DIRECTION
Can you copy, word for word, the part of the material that opens with the line containing "Target: treeline" and runs through the end of the material? Leave the pictures out of your answer.

(Coordinate labeling material)
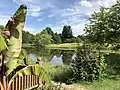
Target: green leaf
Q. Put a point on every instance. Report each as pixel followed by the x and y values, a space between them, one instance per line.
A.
pixel 35 70
pixel 2 43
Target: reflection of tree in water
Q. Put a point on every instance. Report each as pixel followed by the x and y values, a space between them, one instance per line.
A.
pixel 56 52
pixel 46 55
pixel 67 56
pixel 113 63
pixel 41 53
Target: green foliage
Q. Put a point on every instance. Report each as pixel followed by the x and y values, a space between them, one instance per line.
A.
pixel 42 39
pixel 27 37
pixel 85 66
pixel 67 33
pixel 103 65
pixel 56 39
pixel 104 26
pixel 35 70
pixel 2 43
pixel 62 73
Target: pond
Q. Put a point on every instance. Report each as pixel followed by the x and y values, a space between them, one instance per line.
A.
pixel 64 57
pixel 57 57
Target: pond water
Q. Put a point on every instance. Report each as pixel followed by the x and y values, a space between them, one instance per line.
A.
pixel 66 56
pixel 52 55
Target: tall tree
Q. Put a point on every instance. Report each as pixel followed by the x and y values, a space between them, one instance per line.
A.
pixel 104 27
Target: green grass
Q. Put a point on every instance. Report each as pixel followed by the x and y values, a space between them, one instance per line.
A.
pixel 106 84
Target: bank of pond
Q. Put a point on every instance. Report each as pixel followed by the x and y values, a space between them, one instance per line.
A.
pixel 58 62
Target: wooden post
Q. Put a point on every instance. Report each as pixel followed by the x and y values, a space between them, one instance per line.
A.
pixel 13 85
pixel 30 80
pixel 22 83
pixel 4 83
pixel 16 81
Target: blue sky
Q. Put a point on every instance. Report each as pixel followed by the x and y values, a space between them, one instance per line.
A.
pixel 53 13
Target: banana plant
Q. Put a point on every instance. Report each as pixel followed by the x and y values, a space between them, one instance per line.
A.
pixel 13 57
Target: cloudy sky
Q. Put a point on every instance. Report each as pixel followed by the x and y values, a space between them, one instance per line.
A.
pixel 53 13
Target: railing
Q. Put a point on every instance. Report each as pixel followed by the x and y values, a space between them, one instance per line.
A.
pixel 27 82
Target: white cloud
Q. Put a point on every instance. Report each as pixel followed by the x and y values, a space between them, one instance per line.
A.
pixel 4 19
pixel 48 25
pixel 85 3
pixel 35 14
pixel 31 30
pixel 39 19
pixel 77 15
pixel 35 6
pixel 51 15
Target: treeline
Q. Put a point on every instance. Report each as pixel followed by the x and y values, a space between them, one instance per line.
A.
pixel 47 36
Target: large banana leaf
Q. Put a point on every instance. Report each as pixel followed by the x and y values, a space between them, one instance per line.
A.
pixel 2 43
pixel 15 27
pixel 14 63
pixel 34 70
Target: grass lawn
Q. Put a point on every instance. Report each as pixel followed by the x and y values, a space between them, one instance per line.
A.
pixel 106 84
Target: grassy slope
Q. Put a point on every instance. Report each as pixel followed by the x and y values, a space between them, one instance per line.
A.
pixel 106 84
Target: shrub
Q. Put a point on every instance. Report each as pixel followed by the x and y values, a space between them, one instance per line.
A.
pixel 86 65
pixel 62 73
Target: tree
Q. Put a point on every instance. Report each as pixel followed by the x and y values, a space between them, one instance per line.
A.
pixel 42 39
pixel 104 27
pixel 27 37
pixel 2 27
pixel 66 33
pixel 56 38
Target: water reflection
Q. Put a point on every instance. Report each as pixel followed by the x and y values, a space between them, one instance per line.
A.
pixel 66 56
pixel 53 55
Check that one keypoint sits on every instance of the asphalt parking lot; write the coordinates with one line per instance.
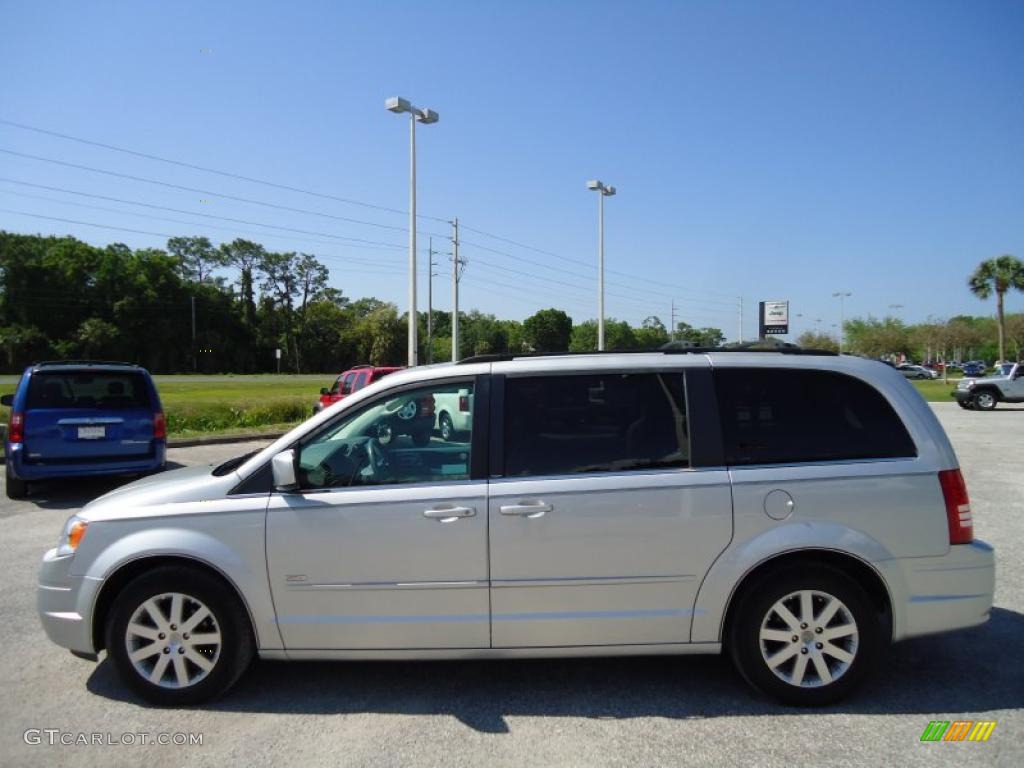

EXPECTED ANSWER
Target: treeline
Q. Put a point on every instance. Report each as pixel followed by the x and y values, a space between them, one instance per line.
A.
pixel 47 36
Target: large banana leaf
Q. Put a point on every instance. Report each as pixel followed by the x and y values, a space between them, one instance per line.
A.
pixel 2 43
pixel 15 27
pixel 14 63
pixel 34 70
Target: grass lawn
Q. Put a point on every instance. Report each as pixel followed by the x and y values, a space between them, one instance per line.
A.
pixel 106 84
Target: grassy slope
Q. Put a point on every instance. Report each as pixel followed by the x and y values, a space between them, one instance per line.
A.
pixel 106 84
Target: shrub
Q. Put a point on every instance. Report each as pixel followed by the x and y values, a space between them, one instance per line.
A.
pixel 86 65
pixel 62 73
Target: tree
Q. Put a point on every instance. Report each as pixel followed by the x and y values, a space between them, one instance per line.
A.
pixel 42 39
pixel 104 27
pixel 27 37
pixel 2 27
pixel 66 33
pixel 56 38
Target: water reflection
Q. Put a point on every instance. Report each as pixel followed by the x and y values, a space between them, one instance per line.
A.
pixel 66 56
pixel 53 55
Check that one keypoint sits on every instance of the asphalt parking lot; write the coordinates with one line per instance.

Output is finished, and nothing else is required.